**Texto para leer**
________________
El comisario Cipriano Lombilla es uno de los personajes menos investigados de los dos primeros gobiernos de Perón. Su memoria sólo perduró en los testimonios de los torturados de la Sección Especial Investigaciones de la Policía Federal que él comandaba.
En su época, su sólo nombre ya resultaba temible para estudiantes y la oposición política y obrera. Lombilla era un torturador que exhibía su impunidad: en su despacho tenía un portarretrato con una foto dedicada por Perón en la que posaba junto a él.
La Sección Especial era, en la práctica, un organismo autónomo de la Policía Federal. Respondía directamente a la Dirección de Informaciones Políticas, que dirigía el comandante de Gendarmería General Guillermo Solveyra Casares. La Dirección estaba en la Casa Rosada, en un despacho contiguo al del presidente Perón.
Lombilla identificaba su oficio con una frase que transmitía a sus asistentes: “El arte de la tortura es no matar. Es jugar siempre al límite para lograr la confesión, pero evitar que el detenido muera sobre la mesa”.
Perón confiaba en la policía por encima de cualquier otra fuerza de seguridad. La Policía Federal había facilitado la concreción del hecho político fundacional de su liderazgo, el 17 de octubre de 1945. Ese día, la propia policía gritaba “¡Viva Perón!” al paso de los manifestantes.
Perón concibió a la fuerza policial como un cuerpo político. En sus dos primeras presidencias, la policía vigiló, encarceló y torturó a dirigentes políticos, gremiales y estudiantiles de la oposición; también fue un obstáculo para las conspiraciones internas de los militares contra el gobierno.
Perón simpatizaba con la fuerza que había sido creada en forma casi simultánea con su irrupción en la política y les otorgó a sus integrantes mejores sueldos, condiciones laborales y beneficios previsionales. Además, hizo realidad un reclamo corporativo: que la policía tuviese su propio Código de Justicia y sus conductas fuesen juzgadas por sus pares. Como sucedía con los militares.
La “vieja guardia” de la Sección Especial de Investigaciones del gobierno de Perón había hecho su experiencia en la Sección Orden Político comandada por Leopoldo Lugones (h) a inicios de los años treinta, durante la dictadura del general José Félix Uriburu.
En el sótano de la cárcel de la Penitenciaría, donde prestaban sus servicios, habían torturado a radicales, anarquistas, comunistas, estudiantes y militares, entre otras víctimas.
Esas prácticas se reprodujeron en la Sección Especial que dirigía el comisario Cipriano Lombilla.
La repartición estaba ubicada en un edificio anexo a la Comisaría 8ª, Urquiza 556, en Buenos Aires.
________________
**Ítems extraídos**
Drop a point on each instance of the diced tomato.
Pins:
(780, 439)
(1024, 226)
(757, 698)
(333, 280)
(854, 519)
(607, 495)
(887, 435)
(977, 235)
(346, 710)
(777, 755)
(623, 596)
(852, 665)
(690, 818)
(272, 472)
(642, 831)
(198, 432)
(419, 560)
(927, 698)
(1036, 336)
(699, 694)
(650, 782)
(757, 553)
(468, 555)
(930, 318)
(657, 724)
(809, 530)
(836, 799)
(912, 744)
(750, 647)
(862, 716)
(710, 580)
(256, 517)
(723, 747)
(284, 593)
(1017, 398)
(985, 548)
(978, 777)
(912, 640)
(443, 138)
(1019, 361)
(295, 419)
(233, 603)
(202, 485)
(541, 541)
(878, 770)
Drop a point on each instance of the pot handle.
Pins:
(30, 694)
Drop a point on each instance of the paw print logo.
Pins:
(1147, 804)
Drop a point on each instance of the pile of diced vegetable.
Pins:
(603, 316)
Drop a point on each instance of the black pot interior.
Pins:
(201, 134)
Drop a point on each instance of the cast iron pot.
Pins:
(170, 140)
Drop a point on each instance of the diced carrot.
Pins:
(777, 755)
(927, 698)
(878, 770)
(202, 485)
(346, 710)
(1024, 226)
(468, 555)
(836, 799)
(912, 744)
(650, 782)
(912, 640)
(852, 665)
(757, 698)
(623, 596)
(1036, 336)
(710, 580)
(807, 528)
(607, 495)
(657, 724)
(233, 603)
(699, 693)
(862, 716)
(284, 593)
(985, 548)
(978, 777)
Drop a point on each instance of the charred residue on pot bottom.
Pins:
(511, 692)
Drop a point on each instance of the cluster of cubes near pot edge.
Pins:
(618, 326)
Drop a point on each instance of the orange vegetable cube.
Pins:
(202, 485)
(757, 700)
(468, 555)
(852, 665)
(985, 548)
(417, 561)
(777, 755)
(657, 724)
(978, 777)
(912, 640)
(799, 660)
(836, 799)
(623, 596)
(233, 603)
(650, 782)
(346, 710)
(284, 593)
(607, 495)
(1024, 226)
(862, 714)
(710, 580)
________________
**Tareas por hacer**
1) Según el texto sobre el comisario Lombilla, ¿por qué confiaba Perón en la policía por encima de cualquier otra fuerza de seguridad? Responde en una a tres oraciones.
2) Indica si cada afirmación coincide con el texto sobre el comisario Lombilla. Responde sí o no y cita las palabras del texto que lo deciden. (a) La Dirección de Informaciones Políticas funcionaba en la Casa Rosada. (b) Lombilla comandó la Sección Orden Político durante la dictadura de Uriburu. (c) La Sección Especial estaba ubicada en el sótano de la Penitenciaría.

**Lista de respuestas**
1) Porque la Policía Federal había facilitado la concreción del hecho político fundacional de su liderazgo, el 17 de octubre de 1945. Ese día la propia policía gritaba "¡Viva Perón!" al paso de los manifestantes.

2)
(a) Sí: "La Dirección estaba en la Casa Rosada, en un despacho contiguo al del presidente Perón".
(b) No: "la Sección Orden Político comandada por Leopoldo Lugones (h)".
(c) No: "La repartición estaba ubicada en un edificio anexo a la Comisaría 8ª, Urquiza 556, en Buenos Aires".